* [PROBLEM]: Your task is to transcribe the entries below exactly, beginning with the line containing "Would you mind tagging the red" and ending with the final line, and to add nothing else.

*** DATA FOR PROCESSING Section Begins ***

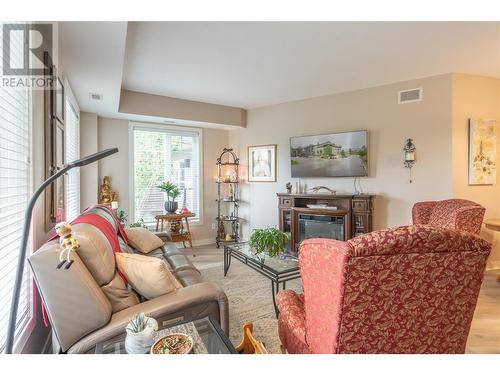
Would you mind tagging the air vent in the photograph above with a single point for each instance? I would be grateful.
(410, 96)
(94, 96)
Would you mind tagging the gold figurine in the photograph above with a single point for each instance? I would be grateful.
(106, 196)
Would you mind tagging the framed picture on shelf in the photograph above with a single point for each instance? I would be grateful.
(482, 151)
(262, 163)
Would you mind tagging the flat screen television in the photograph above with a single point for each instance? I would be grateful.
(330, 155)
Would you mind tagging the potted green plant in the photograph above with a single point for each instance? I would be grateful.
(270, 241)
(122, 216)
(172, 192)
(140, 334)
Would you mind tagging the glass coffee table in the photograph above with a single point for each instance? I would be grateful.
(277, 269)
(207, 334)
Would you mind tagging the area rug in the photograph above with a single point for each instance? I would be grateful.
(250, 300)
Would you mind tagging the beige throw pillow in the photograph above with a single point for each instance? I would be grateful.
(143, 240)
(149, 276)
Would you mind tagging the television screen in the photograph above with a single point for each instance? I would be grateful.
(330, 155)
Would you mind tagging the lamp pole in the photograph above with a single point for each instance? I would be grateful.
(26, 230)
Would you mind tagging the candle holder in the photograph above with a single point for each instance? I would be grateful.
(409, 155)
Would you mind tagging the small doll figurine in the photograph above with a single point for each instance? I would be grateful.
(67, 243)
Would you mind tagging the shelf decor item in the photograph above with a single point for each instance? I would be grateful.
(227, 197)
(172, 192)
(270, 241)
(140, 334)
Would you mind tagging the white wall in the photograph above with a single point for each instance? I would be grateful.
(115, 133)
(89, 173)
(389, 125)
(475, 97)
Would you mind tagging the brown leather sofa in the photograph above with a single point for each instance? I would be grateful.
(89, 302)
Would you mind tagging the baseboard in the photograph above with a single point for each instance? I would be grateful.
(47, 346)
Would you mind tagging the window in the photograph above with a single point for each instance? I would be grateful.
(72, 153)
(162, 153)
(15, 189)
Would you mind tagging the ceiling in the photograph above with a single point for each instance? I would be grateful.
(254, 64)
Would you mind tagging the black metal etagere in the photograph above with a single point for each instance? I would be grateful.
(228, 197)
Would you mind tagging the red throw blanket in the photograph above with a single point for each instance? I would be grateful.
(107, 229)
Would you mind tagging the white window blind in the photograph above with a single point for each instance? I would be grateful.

*** DATA FOR PROCESSING Section Ends ***

* [TASK RESULT]:
Would you mind tagging the red throw blanket in the photograph above with a single point for each instance? I would be grateful.
(107, 229)
Would you mind tagging the white window blind in the photograph above with a single point for each instance? I would be grateful.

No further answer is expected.